▶ **ENTRIES PROVIDED**:
--- START ---

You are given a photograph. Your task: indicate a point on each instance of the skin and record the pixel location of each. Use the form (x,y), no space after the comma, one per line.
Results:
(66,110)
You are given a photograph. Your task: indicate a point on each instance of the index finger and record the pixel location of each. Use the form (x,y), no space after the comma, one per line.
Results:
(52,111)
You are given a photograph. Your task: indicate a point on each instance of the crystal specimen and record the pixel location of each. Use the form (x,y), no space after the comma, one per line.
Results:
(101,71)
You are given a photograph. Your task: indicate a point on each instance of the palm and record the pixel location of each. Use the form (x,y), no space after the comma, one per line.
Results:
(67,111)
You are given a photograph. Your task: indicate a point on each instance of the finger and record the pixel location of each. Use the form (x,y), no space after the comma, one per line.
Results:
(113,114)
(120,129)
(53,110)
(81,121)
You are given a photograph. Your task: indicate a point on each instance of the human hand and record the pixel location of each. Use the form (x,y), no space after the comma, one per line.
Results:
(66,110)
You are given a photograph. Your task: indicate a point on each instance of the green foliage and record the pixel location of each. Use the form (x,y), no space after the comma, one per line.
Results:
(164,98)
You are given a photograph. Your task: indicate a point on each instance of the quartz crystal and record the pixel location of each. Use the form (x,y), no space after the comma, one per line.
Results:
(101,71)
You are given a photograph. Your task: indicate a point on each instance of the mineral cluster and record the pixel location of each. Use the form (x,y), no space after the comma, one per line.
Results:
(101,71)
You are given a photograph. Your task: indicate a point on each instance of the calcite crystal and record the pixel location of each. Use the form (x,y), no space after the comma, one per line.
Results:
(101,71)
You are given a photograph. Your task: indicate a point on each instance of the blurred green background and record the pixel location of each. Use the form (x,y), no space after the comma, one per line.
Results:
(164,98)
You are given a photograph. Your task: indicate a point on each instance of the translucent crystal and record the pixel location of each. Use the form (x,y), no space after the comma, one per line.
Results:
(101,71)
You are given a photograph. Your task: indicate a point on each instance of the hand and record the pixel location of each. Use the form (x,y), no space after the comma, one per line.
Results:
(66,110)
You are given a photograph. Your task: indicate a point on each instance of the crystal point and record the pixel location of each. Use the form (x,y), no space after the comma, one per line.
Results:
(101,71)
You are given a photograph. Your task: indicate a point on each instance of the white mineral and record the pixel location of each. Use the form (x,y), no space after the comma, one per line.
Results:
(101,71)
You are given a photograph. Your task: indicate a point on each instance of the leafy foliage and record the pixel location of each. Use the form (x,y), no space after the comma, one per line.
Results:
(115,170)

--- END ---

▶ **THE TASK**:
Could you please copy the lines of the listing above exactly, from its first line through the line bearing "of the blurred", and nothing more?

▶ **RESULT OF THE TASK**:
You are given a photograph. Your task: indicate a point on each instance of the skin and record the pixel location of each. Use the form (x,y), no space after the comma, one per line.
Results:
(66,110)
You are given a photograph. Your task: indicate a point on each instance of the index finger and record the pixel location of each. Use the form (x,y), no space after the comma, one per line.
Results:
(52,111)
You are given a photograph. Your task: indicate a point on each instance of the crystal specimen and record the pixel location of each. Use the form (x,y), no space after the comma, one per line.
Results:
(101,71)
You are given a photograph. Your task: indicate a point on each instance of the palm and record the pixel location of each. Use the form (x,y), no space after the comma, one per line.
Results:
(67,111)
You are given a photograph. Your task: indicate a point on each instance of the finger and record the pixel location of each. Use the form (x,y), no space after the comma, one per line.
Results:
(113,114)
(120,129)
(53,110)
(81,121)
You are given a photograph. Your task: indicate a point on each instance of the human hand and record the pixel location of each. Use the form (x,y), no space after the comma, one per line.
Results:
(66,110)
You are given a photograph. Your task: indicate a point on each instance of the green foliage and record the pixel location of each. Use the form (x,y), no space after the comma, one per line.
Results:
(164,98)
You are given a photograph. Your task: indicate a point on each instance of the quartz crystal and record the pixel location of each. Use the form (x,y), no space after the comma, one per line.
Results:
(101,71)
You are given a photograph. Your task: indicate a point on each instance of the mineral cluster and record the pixel location of each. Use the form (x,y), no space after the comma, one per line.
Results:
(101,71)
You are given a photograph. Your task: indicate a point on each instance of the calcite crystal and record the pixel location of each. Use the form (x,y), no space after the comma, one per line.
Results:
(101,71)
You are given a photograph. Your task: indicate a point on each instance of the blurred green background and record the pixel location of each. Use the form (x,y), no space after the comma, one per line.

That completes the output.